- Exercise task
Filter the data below, copying out each line that contains the string "roof".

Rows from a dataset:

• • • • •

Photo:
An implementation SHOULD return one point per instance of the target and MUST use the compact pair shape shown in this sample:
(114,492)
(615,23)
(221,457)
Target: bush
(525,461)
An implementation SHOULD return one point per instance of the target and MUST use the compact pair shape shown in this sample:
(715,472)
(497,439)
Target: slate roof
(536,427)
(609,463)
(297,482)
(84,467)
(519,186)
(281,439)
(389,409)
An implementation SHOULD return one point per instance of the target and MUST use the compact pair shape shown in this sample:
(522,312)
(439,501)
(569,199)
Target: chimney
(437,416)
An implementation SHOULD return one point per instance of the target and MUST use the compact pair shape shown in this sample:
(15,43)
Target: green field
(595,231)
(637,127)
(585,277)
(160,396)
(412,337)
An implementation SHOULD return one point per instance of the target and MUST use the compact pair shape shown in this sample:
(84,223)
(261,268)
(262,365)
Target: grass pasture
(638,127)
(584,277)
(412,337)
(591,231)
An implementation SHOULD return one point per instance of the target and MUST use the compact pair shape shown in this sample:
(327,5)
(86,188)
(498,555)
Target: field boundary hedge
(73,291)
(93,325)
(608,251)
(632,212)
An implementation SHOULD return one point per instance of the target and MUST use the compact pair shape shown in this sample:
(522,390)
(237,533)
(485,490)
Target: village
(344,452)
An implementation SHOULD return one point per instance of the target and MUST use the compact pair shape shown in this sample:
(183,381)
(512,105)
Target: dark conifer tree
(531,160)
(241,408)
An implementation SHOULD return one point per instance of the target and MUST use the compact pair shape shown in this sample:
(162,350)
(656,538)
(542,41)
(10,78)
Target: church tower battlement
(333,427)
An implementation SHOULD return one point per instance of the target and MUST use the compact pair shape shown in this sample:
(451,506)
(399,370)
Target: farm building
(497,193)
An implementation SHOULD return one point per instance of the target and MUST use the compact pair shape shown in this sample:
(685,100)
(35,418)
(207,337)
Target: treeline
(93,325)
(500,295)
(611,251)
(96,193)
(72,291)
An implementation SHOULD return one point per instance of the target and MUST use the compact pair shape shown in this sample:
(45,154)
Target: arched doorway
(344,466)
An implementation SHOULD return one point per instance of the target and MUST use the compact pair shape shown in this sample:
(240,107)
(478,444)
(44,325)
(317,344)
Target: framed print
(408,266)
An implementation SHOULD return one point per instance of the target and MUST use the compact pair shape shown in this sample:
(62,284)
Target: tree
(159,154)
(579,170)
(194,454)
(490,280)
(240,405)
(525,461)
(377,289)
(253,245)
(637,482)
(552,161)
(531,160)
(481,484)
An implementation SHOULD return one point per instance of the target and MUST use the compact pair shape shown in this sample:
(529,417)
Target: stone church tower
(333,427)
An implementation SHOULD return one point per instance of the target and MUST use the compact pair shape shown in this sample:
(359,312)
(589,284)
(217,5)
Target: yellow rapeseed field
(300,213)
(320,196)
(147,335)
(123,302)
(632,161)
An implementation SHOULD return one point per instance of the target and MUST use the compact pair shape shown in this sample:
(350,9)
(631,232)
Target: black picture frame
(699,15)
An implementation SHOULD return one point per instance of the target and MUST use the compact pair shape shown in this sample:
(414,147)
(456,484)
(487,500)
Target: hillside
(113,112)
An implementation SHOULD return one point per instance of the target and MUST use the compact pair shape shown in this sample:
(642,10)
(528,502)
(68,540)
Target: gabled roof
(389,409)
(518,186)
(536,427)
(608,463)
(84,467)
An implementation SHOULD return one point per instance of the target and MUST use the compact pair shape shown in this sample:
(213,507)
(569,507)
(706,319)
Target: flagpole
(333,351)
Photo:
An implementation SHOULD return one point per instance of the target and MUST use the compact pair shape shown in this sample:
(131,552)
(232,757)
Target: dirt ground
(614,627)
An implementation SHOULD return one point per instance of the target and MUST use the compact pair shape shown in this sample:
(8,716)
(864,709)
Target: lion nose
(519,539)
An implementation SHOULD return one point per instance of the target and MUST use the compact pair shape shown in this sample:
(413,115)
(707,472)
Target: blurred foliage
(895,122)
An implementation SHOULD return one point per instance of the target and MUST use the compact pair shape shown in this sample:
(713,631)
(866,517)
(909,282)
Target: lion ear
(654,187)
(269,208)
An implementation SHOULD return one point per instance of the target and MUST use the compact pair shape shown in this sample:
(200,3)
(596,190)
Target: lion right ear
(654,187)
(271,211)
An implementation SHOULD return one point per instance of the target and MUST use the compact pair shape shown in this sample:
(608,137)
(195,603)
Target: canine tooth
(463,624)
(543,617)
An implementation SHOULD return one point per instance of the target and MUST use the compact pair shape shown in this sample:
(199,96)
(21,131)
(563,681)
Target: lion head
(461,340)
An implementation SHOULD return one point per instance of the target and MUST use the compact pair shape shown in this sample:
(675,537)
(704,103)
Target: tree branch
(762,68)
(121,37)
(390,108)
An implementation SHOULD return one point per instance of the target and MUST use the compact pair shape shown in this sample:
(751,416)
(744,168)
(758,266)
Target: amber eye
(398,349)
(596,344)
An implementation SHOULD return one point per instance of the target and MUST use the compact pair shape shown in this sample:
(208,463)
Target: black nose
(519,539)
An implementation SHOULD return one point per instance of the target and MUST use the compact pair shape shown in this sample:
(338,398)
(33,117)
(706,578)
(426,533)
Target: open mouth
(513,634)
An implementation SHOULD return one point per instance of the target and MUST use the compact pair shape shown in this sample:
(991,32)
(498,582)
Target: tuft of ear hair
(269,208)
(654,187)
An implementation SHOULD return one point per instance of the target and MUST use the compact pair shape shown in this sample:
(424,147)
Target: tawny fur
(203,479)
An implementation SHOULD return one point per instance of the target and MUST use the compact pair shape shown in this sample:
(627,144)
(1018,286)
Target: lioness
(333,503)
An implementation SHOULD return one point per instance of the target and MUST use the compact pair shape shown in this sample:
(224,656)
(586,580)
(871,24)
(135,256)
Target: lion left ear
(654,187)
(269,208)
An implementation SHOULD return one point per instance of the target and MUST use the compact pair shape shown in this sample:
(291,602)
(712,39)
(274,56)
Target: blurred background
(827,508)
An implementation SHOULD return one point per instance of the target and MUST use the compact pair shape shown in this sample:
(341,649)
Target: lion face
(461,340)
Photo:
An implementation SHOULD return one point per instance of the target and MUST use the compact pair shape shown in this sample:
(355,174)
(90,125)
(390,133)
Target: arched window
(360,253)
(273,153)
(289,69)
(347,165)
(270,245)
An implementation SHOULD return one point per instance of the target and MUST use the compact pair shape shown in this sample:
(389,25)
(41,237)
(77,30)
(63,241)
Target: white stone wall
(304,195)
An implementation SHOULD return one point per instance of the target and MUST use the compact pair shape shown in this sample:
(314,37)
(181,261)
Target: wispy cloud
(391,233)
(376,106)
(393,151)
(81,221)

• • • • •

- Task result
Target: slate roof
Target: gabled roof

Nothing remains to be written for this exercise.